> PROBLEM 1
Count the lines in the records that contain the string "surface". Case counts, and your reply should be only the number.

BACKGROUND OF THE INVENTION

The present invention relates to work vehicles, and, more specifically to work vehicles with adjustable mirrors.

Work vehicles, such as an agricultural harvester, windrower, tractor, etc., generally include a chassis, a prime mover, wheels for supporting the chassis, a cab, and an indirect vision, i.e., mirror, assembly with rearview and sideview mirrors. The sideview mirrors are typically mounted onto each side of the work vehicle and extend laterally, outwardly therefrom to augment the field of view. The sideview mirrors may be retractable in order to reduce the overall profile of the work vehicle. The sideview mirrors may slide inwardly and outwardly on telescoping rods and/or fold, e.g. rotate, inwardly and outwardly from the side of the work vehicle.

The sideview mirrors may be manually or automatically positioned in between an extended position and a retracted position. For example, an operator may need exit the work vehicle and manually extend and retract the sideview mirrors. Alternatively, some mirror assemblies may include an actuator for automatically extending and retracting the sideview mirrors. However, such automatic mirror assemblies may be costly and cumbersome.

EP 2077205 discloses a mirror assembly with multiple, internal pivot plates that dually hold the mirror in place yet also allow for the mirror to rotate upon the exertion of a sufficient force. The pivot plates carry the support arms of the mirrors. The pivot plates each have protruding teeth and grooves that engage with one another so that a pivot gap is defined in between the pivot plates. The pivot gap allows for the plate to slide relative to one another, and thereby allow the mirrors to be rotated inwardly and outwardly.

EP 2759446 discloses a mirror assembly with automatically extendable mirrors. The mirror assembly includes a base part, a rotary part, an electric rotary drive connected with the base part and rotary part, and a coupling device that is located in between and selectively couples the base part and rotary part.

DE 202010008150 discloses an automatically extendable mirror assembly. The mirrors are attached to a pivotable linkage attached to the side of the work vehicle. The pivotable linkage is rotated by a double-acting piston-cylinder, which is connected in a triangular fashion between the side of the work vehicle and the pivotable linkage. What is needed in the art is a cost-effective, automatically adjustable mirror assembly.

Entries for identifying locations
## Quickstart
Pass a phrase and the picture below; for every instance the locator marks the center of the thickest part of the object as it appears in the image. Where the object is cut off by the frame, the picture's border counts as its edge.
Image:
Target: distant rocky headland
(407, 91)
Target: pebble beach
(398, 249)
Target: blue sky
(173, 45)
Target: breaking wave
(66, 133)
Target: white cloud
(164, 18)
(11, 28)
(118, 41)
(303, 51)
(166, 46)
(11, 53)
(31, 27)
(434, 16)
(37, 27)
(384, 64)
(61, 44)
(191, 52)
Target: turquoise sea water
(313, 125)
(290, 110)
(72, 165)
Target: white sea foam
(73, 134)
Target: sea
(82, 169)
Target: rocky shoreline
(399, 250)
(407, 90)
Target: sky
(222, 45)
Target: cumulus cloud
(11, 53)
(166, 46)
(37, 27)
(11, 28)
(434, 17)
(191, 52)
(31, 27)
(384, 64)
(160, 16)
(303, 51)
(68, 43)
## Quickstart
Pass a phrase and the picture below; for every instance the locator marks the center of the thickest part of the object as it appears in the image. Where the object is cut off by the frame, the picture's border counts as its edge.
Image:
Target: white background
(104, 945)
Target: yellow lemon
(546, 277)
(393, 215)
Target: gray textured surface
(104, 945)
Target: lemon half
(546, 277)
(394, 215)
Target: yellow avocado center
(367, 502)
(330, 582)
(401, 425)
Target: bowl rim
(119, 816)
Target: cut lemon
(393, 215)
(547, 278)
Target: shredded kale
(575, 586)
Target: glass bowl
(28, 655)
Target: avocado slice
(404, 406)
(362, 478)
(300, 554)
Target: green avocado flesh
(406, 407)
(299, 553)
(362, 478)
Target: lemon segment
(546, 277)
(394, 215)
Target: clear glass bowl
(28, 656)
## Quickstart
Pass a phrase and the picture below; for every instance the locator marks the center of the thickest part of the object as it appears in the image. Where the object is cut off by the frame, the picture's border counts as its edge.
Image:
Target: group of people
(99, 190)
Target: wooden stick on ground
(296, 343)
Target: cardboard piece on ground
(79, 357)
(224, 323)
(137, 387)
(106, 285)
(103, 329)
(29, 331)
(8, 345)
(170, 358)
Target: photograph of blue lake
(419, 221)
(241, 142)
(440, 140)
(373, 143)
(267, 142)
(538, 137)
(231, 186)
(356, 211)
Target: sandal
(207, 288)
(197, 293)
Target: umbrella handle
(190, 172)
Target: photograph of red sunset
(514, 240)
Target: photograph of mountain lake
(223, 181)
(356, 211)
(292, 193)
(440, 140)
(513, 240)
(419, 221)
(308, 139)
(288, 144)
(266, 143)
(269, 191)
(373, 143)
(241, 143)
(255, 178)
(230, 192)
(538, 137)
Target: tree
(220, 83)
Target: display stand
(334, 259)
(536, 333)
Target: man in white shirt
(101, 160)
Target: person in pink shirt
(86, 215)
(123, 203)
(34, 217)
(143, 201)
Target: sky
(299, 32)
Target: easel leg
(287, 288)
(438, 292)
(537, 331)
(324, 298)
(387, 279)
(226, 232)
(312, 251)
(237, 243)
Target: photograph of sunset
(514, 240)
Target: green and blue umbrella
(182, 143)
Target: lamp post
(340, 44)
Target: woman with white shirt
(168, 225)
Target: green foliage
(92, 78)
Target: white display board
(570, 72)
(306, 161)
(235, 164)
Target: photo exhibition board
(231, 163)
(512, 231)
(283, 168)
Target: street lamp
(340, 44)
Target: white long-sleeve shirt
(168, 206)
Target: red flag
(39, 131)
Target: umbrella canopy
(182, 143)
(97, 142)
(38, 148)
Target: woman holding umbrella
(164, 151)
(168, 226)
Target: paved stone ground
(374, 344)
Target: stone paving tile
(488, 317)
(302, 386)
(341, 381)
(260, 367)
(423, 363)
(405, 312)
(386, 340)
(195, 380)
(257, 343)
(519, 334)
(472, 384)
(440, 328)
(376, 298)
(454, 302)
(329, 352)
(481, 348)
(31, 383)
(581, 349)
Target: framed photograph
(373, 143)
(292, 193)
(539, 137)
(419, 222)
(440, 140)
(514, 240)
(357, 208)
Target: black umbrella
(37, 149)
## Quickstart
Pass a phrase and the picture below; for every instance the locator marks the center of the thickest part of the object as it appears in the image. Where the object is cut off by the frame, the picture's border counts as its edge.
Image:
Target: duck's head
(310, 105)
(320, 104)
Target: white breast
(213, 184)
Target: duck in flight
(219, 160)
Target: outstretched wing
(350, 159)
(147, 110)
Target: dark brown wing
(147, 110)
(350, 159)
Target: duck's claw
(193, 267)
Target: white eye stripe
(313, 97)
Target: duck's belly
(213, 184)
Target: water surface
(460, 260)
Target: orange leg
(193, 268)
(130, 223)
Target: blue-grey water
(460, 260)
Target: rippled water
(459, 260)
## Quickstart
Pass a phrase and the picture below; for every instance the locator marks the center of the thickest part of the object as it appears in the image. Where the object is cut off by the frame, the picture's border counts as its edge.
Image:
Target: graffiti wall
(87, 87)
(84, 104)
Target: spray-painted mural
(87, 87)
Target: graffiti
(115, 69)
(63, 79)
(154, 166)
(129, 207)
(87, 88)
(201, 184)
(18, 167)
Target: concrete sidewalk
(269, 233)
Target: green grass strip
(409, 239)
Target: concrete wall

> PROBLEM 2
Answer these questions from the background text on work vehicle mirrors:
(a) Which document discloses a mirror assembly that includes an electric rotary drive?
(b) In DE 202010008150, what rotates the pivotable linkage?
(c) What two drawbacks does the text attribute to automatic mirror assemblies?

> SOLUTION 1
2

> SOLUTION 2
(a) EP 2759446
(b) A double-acting piston-cylinder
(c) They may be costly and cumbersome.